◆ Task directions:
Put the rows, starting at the line that contains "Can you find the white cloud?" and ending at the last row, into a two-column CSV with the headers text and answer. Use one CSV line per row, enclose each field in quotation marks, and replace line breaks with spaces.

(Excerpts from point annotation rows)
-*-

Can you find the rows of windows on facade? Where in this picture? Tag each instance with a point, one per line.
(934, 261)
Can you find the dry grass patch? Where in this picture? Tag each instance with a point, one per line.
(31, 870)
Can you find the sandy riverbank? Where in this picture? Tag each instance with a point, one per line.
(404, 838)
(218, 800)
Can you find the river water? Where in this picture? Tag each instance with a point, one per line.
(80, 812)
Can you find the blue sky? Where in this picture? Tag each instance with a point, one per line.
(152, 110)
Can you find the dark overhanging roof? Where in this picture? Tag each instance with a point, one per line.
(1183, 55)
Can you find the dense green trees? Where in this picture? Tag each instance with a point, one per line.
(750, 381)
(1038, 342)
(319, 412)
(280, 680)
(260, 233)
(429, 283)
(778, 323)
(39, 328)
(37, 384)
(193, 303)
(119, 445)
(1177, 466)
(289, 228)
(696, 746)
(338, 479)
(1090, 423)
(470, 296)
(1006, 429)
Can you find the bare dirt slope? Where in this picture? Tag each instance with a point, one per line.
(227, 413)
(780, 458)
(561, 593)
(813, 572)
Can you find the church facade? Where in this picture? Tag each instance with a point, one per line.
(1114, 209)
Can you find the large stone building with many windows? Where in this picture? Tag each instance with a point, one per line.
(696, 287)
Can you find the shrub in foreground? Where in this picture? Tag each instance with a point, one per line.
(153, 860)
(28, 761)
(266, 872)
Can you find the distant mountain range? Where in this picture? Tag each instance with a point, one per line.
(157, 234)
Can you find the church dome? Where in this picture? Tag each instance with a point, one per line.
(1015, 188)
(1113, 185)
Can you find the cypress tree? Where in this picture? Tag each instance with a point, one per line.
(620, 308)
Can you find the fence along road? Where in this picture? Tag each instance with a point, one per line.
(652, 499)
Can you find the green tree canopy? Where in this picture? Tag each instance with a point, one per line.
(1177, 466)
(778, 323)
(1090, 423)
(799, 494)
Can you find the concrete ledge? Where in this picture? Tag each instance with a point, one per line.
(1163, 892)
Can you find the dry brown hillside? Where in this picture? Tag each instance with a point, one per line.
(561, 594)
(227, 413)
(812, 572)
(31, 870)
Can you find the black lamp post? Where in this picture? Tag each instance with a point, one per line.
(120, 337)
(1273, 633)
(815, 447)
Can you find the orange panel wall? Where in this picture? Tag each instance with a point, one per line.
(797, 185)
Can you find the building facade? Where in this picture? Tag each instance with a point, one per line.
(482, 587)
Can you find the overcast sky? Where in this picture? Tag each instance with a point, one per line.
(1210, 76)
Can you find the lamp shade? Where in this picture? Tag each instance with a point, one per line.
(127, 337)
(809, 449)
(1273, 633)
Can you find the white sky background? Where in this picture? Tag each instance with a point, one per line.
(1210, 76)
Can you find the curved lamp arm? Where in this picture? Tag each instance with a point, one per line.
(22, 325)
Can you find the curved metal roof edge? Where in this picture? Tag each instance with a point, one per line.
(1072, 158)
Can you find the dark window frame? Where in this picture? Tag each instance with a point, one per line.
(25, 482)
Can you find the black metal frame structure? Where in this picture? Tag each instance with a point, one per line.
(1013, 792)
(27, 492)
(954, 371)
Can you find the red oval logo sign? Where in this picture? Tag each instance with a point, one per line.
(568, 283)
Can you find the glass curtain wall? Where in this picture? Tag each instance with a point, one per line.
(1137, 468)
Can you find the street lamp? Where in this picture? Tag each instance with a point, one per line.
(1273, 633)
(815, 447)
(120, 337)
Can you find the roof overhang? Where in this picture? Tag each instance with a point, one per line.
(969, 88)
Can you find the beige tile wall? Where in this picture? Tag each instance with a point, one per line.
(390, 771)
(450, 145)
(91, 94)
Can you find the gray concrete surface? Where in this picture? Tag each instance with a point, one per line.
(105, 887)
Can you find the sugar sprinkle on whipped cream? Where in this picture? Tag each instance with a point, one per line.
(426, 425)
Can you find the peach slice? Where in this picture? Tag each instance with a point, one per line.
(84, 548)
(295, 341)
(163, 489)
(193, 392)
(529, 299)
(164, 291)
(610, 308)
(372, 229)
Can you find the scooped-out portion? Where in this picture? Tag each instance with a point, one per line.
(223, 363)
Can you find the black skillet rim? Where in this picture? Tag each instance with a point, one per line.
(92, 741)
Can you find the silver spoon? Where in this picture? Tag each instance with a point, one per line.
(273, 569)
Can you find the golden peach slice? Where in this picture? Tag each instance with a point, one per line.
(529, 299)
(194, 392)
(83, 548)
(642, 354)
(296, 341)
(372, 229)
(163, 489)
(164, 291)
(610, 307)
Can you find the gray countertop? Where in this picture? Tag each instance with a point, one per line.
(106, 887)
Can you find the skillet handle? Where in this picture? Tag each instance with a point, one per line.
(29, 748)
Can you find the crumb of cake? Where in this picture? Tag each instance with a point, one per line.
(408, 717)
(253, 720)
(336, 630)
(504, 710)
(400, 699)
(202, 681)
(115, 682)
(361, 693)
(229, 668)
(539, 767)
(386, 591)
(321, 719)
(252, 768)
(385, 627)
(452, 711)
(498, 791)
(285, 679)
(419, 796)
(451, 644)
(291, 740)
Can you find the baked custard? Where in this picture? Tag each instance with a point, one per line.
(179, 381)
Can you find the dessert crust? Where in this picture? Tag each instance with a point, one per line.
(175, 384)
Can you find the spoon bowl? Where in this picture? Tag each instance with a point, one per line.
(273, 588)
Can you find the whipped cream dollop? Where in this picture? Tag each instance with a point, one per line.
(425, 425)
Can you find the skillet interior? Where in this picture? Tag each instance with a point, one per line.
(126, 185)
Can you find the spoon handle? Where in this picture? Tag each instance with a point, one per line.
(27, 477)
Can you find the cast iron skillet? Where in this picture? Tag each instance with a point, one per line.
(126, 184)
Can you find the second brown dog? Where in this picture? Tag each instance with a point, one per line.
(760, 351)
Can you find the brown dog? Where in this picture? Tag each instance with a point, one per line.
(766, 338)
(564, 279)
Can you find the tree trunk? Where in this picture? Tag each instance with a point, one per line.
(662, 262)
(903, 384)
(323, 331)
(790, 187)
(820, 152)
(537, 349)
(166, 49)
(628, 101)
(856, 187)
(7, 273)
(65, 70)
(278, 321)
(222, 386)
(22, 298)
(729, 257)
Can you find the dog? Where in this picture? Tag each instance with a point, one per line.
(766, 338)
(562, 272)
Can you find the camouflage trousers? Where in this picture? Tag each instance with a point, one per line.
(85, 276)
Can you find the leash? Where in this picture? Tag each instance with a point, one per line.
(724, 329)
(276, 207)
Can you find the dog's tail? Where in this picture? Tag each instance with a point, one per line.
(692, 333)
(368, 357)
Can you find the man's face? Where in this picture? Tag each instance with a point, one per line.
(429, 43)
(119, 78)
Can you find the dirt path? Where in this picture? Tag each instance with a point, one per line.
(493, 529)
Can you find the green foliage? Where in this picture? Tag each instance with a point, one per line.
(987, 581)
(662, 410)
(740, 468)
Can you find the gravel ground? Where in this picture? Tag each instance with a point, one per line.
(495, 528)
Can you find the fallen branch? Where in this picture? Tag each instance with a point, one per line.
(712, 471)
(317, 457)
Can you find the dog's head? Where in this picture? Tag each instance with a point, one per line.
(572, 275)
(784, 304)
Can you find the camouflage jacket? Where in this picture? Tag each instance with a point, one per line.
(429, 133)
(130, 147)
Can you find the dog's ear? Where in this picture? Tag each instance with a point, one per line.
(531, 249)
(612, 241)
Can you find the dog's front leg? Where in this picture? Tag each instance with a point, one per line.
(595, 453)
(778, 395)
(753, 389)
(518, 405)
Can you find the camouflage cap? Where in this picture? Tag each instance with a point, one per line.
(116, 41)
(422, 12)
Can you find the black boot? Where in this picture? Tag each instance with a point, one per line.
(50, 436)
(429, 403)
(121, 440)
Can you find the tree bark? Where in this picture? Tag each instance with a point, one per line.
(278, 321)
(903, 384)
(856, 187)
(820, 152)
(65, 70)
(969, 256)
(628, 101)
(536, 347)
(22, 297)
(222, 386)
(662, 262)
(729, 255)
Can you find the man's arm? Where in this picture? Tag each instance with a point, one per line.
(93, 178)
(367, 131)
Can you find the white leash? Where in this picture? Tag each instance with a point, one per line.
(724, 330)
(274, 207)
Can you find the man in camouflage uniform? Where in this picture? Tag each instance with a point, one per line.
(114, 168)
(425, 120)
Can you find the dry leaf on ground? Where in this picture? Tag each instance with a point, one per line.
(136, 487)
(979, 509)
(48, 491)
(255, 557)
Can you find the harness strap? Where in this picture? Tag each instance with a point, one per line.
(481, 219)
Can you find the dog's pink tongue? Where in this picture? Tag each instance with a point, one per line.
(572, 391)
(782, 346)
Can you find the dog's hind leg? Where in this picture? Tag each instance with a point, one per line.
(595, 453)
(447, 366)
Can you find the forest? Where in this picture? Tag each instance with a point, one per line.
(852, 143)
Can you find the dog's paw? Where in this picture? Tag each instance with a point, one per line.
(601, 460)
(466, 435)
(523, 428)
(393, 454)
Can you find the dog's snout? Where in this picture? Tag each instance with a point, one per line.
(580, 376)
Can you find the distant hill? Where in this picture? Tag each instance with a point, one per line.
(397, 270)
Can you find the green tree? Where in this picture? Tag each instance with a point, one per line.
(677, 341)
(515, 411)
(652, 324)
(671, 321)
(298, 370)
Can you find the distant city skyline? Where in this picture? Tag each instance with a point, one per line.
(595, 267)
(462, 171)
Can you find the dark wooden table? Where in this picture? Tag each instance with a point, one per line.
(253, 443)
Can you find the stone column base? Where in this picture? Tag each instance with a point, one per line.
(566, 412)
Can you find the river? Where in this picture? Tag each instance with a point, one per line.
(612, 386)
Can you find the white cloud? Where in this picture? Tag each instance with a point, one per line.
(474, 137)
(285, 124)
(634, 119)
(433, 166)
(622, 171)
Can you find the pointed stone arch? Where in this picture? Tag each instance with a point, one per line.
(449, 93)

-*-

◆ Reply to the exercise:
text,answer
"Can you find the white cloud? Where in this picture? Tag each instance with a point, one per line.","(474, 137) (285, 124) (634, 119) (433, 166) (622, 171)"
"Can you find the pointed stone arch? Where in this picture? Tag each instance with a point, one per line.","(449, 93)"